# [WHAT IS EXPECTED]
Would you return each record that follows word for word, without its pictures?

Photo-based referring expression data
════════

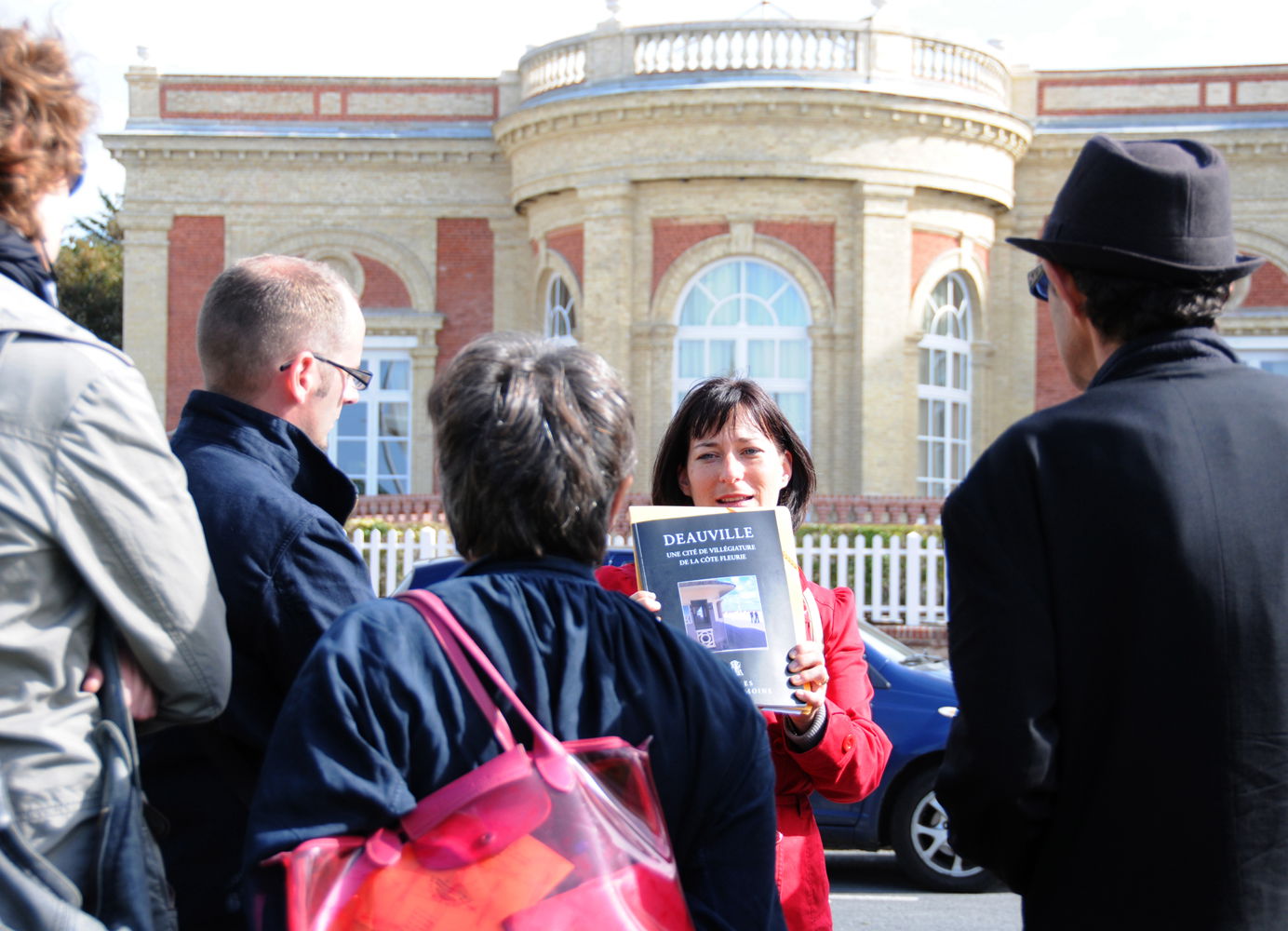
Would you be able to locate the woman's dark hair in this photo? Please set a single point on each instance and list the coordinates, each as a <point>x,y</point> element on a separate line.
<point>43,117</point>
<point>707,409</point>
<point>533,439</point>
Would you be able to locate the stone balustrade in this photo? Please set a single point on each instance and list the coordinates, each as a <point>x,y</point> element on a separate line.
<point>849,53</point>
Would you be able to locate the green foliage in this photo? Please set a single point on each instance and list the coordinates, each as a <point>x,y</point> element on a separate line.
<point>868,531</point>
<point>89,269</point>
<point>369,524</point>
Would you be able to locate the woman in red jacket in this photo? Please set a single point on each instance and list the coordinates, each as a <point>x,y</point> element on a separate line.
<point>731,446</point>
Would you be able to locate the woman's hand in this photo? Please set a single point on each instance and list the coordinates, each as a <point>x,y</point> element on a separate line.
<point>141,699</point>
<point>811,675</point>
<point>648,600</point>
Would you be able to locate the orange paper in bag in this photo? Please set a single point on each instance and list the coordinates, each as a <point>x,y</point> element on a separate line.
<point>408,897</point>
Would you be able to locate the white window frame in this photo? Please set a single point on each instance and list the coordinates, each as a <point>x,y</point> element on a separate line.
<point>382,349</point>
<point>1260,350</point>
<point>945,456</point>
<point>560,316</point>
<point>742,335</point>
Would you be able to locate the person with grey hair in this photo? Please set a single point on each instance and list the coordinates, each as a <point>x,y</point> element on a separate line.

════════

# [EXERCISE ANSWER]
Would you be able to locate the woman's dark hair in this photo? Please set a single point on each instance and list the coordinates, each as a <point>x,y</point> element on a separate line.
<point>43,117</point>
<point>707,409</point>
<point>533,439</point>
Would you be able to locate the stone balustrade in this photo? Please set a single point on each instance and list the coordinates, each as a <point>x,y</point> element on a separate line.
<point>849,53</point>
Would you be able to locate the green foliage in this photo? Please set a single point on each instance and list the coordinates, each as a <point>x,y</point> element on a separate line.
<point>868,531</point>
<point>89,269</point>
<point>369,524</point>
Would you be able to locate the woman in red jacket in this photo? Please set a single point on each instance and list the coordinates, each as a <point>x,y</point> element on a separate line.
<point>731,446</point>
Would you be able to locate the woman's hand in this photo? Please set a single point on each instance and list the coordinates, each as a <point>x,y</point> element on a separate line.
<point>141,699</point>
<point>811,675</point>
<point>648,600</point>
Would you be able to locate the orange paper in bag in this photo? Please set a single point on each instance and list the coordinates, each as a <point>x,y</point> element on a separate line.
<point>408,897</point>
Would you be able to locate the white window frame in this photo? Please set a single point on each instance and list the coordinates, each as a <point>x,y</point> element on a separate line.
<point>382,349</point>
<point>1260,350</point>
<point>945,456</point>
<point>560,316</point>
<point>742,335</point>
Would you be able to locate the person with grey hair in this photo? Please set a single point on each instance and list the coordinates, each as a <point>x,y</point> element on a separate line.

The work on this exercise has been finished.